:: REQUIRED ACTION ::
Wherever a picture appears, leave it out, and transcribe the rest of the records exactly.
INPUT FOR THIS TASK START
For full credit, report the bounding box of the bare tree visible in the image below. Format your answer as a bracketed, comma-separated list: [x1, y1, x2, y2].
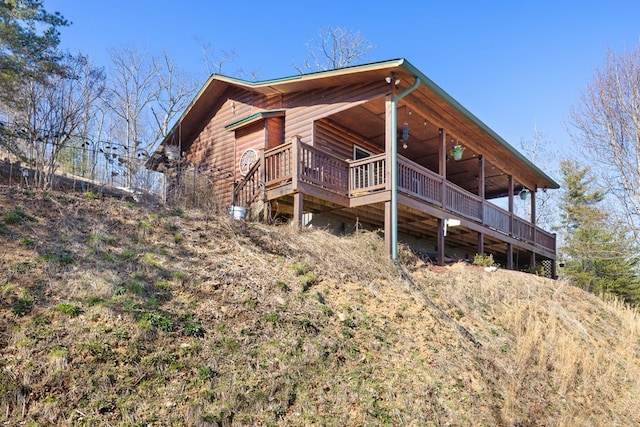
[197, 38, 239, 76]
[9, 53, 104, 189]
[568, 44, 640, 242]
[101, 45, 199, 191]
[72, 55, 106, 181]
[196, 39, 261, 81]
[103, 44, 158, 188]
[150, 51, 198, 140]
[293, 26, 375, 73]
[516, 126, 560, 230]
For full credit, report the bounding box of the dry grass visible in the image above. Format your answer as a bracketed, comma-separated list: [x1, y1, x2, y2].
[0, 186, 639, 426]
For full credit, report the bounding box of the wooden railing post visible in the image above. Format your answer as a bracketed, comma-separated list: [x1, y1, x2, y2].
[478, 155, 485, 224]
[261, 148, 269, 222]
[291, 135, 300, 192]
[508, 175, 514, 236]
[507, 175, 515, 270]
[290, 135, 302, 228]
[530, 189, 537, 267]
[437, 218, 445, 266]
[439, 128, 447, 209]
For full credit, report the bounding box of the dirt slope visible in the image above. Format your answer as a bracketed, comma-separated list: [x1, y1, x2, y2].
INPUT FOR THIS TASK END
:: ANSWER TO THIS TASK ::
For full credit, report the bounding box of the bare tree visible in the image below. Format your answer as a bracketed, comma-separated list: [x1, y1, x2, y2].
[197, 38, 239, 76]
[9, 53, 104, 189]
[568, 44, 640, 242]
[101, 45, 199, 191]
[72, 55, 106, 181]
[196, 39, 261, 81]
[103, 44, 158, 188]
[150, 51, 198, 140]
[293, 26, 375, 73]
[516, 126, 560, 230]
For full credit, report the bounding box of the dry grass visible in the image above. Format your answer as a bracketed, comma-separated list: [x1, y1, x2, y2].
[0, 186, 639, 426]
For full credit, report the bounding box of the wooden railing post visible in the image above. Format your answer as a bracketed, comma-separated list: [x1, y1, x2, y2].
[478, 155, 485, 224]
[261, 148, 269, 222]
[291, 135, 300, 192]
[508, 175, 514, 236]
[507, 175, 515, 270]
[290, 135, 302, 228]
[530, 189, 537, 267]
[437, 218, 445, 266]
[439, 128, 447, 209]
For full credit, report the bounding box of the dirt slope visible in the image above. Format your answer as a bracketed, comma-separated list: [x1, y1, x2, y2].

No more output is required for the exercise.